▸ **Text segment**:
+++
A prize in every box
Nothing gets by me.
The Sports Illustrated Swimsuit issue is on the news stands.
My eyes are always open.
What's it been out, a month already? How have I overlooked it? Women wearing next to nothing and less than next to nothing, not something you see everyday gracing the shelves and racks of America's finer conveninece stores and supermarket checkout lanes, is it?
Since I used up a whole lot of pixels---lots and lots of pixels---writing about naked actresses, I suppose I should light up a few more writing about nearly naked swimsuit models, especially since I was scolded because I did not "get it" the first time around. I was particularly insensitive on the subject of body doubles who I thought were professional models well-paid for stepping in to bare their god and goddess-like physiques to save actors and actresses the embarrassment of exposing their less well-designed forms on camera. Apparently, however, as a class body doubles are captives and slaves of the patriarchy, ranking down there with migrant workers and au pairs on the exploited tools of capitalism meter.
And I foolishly thought that my friends, all those intelligent, talented, ambitious, feminist young women who wanted to be actresses and had made the decision that getting naked on stage or for the camera didn't bother them, knew what they were doing.
So I probably should try to make amends by expressing my disgust at how the bodies of a group of swimsuit models are being cheaply used to sell a magazine that's supposed to be about things like baseball and track and field and how, since the grown-ups who read SI can see all the naked girls they want on the internet or Pay per View, the main audience for the swimsuit issue is younger teenage boys (and girls) who, thinking they're getting a sneak peak at the joys waiting for them when their skin clears up, are being indoctrinated with the idea that a woman's place is naked on a beach posed in a position that makes her readily available sexually to the first alpha male (or female) who comes along to claim her.
Re-read that paragraph, please, because it was the first sincere paragraph in this post.
There are times when I can work up a righteous rage at the way advertisers turn young bodies into nothing but bait to lure suckers to read and watch ads in the hope of instilling a Pavlovian syllogism into consumers: See tits, buy stuff. Buy stuff, get laid.
+++
Saved data entries
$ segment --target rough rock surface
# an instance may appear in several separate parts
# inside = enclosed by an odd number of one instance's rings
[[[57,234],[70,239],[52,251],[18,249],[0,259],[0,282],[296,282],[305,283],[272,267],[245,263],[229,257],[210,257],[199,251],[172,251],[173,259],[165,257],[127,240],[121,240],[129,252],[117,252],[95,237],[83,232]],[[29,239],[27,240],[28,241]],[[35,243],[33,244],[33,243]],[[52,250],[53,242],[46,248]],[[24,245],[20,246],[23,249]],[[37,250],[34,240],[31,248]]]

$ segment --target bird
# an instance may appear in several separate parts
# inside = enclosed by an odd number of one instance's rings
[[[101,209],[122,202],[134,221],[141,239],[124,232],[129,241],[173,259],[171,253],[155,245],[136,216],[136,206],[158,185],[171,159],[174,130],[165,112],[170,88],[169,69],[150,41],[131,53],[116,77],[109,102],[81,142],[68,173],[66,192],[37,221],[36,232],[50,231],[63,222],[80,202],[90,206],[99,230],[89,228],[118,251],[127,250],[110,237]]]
+++
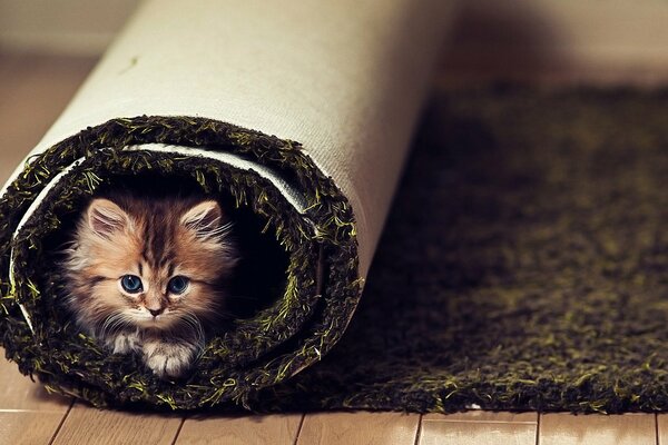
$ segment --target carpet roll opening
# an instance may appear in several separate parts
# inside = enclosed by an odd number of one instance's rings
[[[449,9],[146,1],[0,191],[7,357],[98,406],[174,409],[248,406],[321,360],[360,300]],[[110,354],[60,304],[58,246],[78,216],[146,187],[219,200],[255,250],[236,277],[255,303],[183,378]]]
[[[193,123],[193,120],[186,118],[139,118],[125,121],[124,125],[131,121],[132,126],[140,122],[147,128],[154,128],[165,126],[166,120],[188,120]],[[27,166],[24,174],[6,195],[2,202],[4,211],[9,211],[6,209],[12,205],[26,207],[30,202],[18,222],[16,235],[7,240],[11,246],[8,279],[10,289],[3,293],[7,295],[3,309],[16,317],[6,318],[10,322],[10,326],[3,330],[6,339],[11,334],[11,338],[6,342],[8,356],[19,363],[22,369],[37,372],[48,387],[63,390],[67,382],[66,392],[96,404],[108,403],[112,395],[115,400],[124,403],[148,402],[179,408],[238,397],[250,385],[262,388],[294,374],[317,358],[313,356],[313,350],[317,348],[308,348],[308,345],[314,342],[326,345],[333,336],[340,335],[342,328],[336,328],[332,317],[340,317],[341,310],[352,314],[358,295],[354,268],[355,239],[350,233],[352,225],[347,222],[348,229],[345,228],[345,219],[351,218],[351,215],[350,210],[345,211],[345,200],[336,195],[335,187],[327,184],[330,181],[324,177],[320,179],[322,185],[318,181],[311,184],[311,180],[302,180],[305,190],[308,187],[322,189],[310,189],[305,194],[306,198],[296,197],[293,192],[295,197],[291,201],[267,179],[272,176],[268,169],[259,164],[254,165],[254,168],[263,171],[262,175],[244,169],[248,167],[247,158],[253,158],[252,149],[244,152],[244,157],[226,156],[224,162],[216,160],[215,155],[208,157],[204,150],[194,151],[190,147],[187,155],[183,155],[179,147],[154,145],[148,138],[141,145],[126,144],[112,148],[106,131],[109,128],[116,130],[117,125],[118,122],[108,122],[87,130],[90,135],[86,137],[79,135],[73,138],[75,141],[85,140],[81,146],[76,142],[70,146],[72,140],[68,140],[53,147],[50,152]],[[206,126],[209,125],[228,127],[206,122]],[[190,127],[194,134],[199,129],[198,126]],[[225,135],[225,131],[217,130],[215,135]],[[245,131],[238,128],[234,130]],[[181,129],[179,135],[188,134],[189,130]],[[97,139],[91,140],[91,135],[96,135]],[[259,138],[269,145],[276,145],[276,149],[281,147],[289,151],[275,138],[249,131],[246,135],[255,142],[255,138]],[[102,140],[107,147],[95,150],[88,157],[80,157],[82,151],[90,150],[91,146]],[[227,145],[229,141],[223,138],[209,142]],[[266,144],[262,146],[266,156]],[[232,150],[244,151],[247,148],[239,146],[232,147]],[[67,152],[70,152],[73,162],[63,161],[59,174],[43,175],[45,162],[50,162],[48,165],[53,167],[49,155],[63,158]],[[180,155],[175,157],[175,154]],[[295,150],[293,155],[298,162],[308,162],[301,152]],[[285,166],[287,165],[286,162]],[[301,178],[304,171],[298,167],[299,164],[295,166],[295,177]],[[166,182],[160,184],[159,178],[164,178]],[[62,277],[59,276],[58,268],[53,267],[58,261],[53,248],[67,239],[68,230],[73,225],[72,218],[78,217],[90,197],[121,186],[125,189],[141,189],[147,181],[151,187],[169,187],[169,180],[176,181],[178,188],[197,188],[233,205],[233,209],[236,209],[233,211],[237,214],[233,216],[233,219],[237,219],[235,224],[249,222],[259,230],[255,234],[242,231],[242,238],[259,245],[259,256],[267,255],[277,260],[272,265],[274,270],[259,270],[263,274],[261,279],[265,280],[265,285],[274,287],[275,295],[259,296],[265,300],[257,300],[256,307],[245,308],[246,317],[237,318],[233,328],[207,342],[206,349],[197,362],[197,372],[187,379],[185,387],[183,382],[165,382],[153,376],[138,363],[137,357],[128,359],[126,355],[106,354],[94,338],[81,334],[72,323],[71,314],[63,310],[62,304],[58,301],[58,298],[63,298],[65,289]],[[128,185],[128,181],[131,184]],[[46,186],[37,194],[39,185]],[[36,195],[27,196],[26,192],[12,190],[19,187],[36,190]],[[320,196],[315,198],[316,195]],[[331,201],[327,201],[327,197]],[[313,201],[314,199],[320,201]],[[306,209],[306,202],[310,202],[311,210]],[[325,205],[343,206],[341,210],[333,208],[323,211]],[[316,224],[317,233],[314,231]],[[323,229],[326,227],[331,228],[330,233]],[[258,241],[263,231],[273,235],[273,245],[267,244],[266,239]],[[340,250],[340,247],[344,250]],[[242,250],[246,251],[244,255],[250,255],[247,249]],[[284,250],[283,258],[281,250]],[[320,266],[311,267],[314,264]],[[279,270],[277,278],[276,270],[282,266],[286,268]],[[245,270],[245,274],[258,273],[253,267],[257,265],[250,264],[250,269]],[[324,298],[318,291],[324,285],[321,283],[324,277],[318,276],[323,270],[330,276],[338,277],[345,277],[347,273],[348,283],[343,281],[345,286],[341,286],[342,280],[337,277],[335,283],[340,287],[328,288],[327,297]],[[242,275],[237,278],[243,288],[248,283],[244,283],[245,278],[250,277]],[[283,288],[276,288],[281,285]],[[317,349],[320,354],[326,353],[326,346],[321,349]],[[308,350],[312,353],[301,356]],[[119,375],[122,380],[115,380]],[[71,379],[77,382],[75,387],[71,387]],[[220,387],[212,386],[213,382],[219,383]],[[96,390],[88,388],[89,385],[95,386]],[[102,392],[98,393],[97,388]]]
+++
▸ **Task brief**:
Answer these questions about the post on the swimsuit issue:
(a) Which magazine's swimsuit issue does the post say is on the newsstands?
(b) Which subject does the writer say used up a whole lot of pixels in earlier writing?
(c) According to the post, who is the main audience for the swimsuit issue?

▸ **Result of this task**:
(a) Sports Illustrated
(b) Naked actresses
(c) Younger teenage boys (and girls)